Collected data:
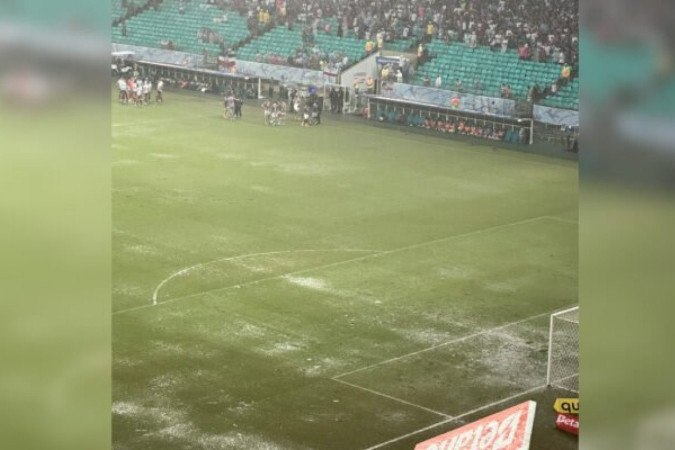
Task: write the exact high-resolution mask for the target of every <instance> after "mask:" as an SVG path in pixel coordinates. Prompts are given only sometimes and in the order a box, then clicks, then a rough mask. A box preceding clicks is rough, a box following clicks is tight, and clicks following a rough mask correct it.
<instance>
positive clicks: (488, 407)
mask: <svg viewBox="0 0 675 450" xmlns="http://www.w3.org/2000/svg"><path fill="white" fill-rule="evenodd" d="M545 387H546V385H542V386H537V387H534V388H532V389H528V390H527V391H523V392H519V393H517V394H514V395H512V396H510V397H506V398H503V399H501V400H497V401H495V402H492V403H488V404H487V405H483V406H479V407H478V408H475V409H472V410H471V411H467V412H464V413H462V414H460V415H459V416H454V417H451V418H449V419H446V420H442V421H440V422H437V423H434V424H431V425H429V426H428V427H424V428H420V429H419V430H415V431H412V432H410V433H407V434H403V435H401V436H398V437H395V438H394V439H390V440H388V441H385V442H381V443H379V444H375V445H373V446H372V447H368V448H367V449H365V450H375V449H377V448H382V447H385V446H387V445H389V444H393V443H394V442H398V441H400V440H402V439H406V438H409V437H410V436H414V435H416V434H419V433H423V432H425V431H428V430H432V429H434V428H436V427H439V426H441V425H445V424H446V423H450V422H455V421H459V420H462V419H463V418H465V417H467V416H471V415H473V414H476V413H477V412H481V411H483V410H485V409H489V408H492V407H493V406H497V405H500V404H502V403H506V402H508V401H511V400H514V399H516V398H518V397H522V396H524V395H528V394H531V393H533V392H536V391H539V390H541V389H544V388H545Z"/></svg>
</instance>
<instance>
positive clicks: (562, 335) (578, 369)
mask: <svg viewBox="0 0 675 450" xmlns="http://www.w3.org/2000/svg"><path fill="white" fill-rule="evenodd" d="M546 385H547V386H553V387H557V388H561V389H567V390H568V391H572V392H577V393H578V392H579V307H578V306H577V307H574V308H570V309H566V310H565V311H560V312H557V313H555V314H551V325H550V329H549V335H548V368H547V370H546Z"/></svg>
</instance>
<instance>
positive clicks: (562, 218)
mask: <svg viewBox="0 0 675 450" xmlns="http://www.w3.org/2000/svg"><path fill="white" fill-rule="evenodd" d="M546 218H547V219H551V220H557V221H558V222H562V223H569V224H570V225H579V221H577V220H571V219H563V218H562V217H558V216H546Z"/></svg>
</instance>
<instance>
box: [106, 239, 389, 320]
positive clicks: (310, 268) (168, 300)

◆ **REQUIRED WORK**
Apart from the pictures, return the records exactly.

◆ **RESULT OF THE EXERCISE**
Task: write the exact high-resolution mask for the target of every <instance> after "mask:" as an SVG path in pixel coordinates. Prompts are given only sometimes and in the order a box, then clicks, then a rough mask. A box preceding clicks is rough, a box following clicks is tight, and clicks following a rough mask correct it.
<instance>
positive clicks: (488, 407)
mask: <svg viewBox="0 0 675 450" xmlns="http://www.w3.org/2000/svg"><path fill="white" fill-rule="evenodd" d="M545 387H546V385H542V386H537V387H534V388H532V389H528V390H527V391H523V392H519V393H517V394H514V395H512V396H510V397H506V398H503V399H501V400H497V401H495V402H492V403H488V404H487V405H483V406H479V407H478V408H475V409H472V410H471V411H467V412H464V413H462V414H460V415H459V416H454V417H451V418H449V419H446V420H442V421H440V422H437V423H434V424H431V425H429V426H428V427H424V428H420V429H419V430H415V431H412V432H410V433H407V434H403V435H401V436H398V437H395V438H394V439H390V440H388V441H385V442H381V443H379V444H375V445H373V446H372V447H368V448H367V449H365V450H375V449H377V448H382V447H385V446H387V445H389V444H393V443H394V442H398V441H400V440H402V439H406V438H409V437H410V436H414V435H416V434H419V433H423V432H425V431H428V430H432V429H434V428H436V427H439V426H441V425H445V424H446V423H450V422H455V421H459V420H462V419H463V418H465V417H467V416H471V415H473V414H476V413H477V412H481V411H483V410H485V409H489V408H492V407H493V406H497V405H500V404H502V403H506V402H508V401H511V400H514V399H516V398H518V397H522V396H524V395H528V394H531V393H533V392H536V391H539V390H541V389H544V388H545Z"/></svg>
</instance>
<instance>
positive clicks: (562, 335) (578, 369)
mask: <svg viewBox="0 0 675 450" xmlns="http://www.w3.org/2000/svg"><path fill="white" fill-rule="evenodd" d="M546 385H547V386H553V387H557V388H561V389H567V390H568V391H572V392H577V393H578V392H579V307H578V306H577V307H574V308H570V309H566V310H565V311H560V312H557V313H555V314H551V325H550V329H549V335H548V368H547V370H546Z"/></svg>
</instance>
<instance>
positive clicks: (562, 218)
mask: <svg viewBox="0 0 675 450" xmlns="http://www.w3.org/2000/svg"><path fill="white" fill-rule="evenodd" d="M546 218H547V219H551V220H557V221H558V222H562V223H569V224H570V225H579V221H577V220H571V219H563V218H562V217H558V216H546Z"/></svg>
</instance>
<instance>
box: [106, 239, 389, 320]
positive clicks: (310, 268) (168, 300)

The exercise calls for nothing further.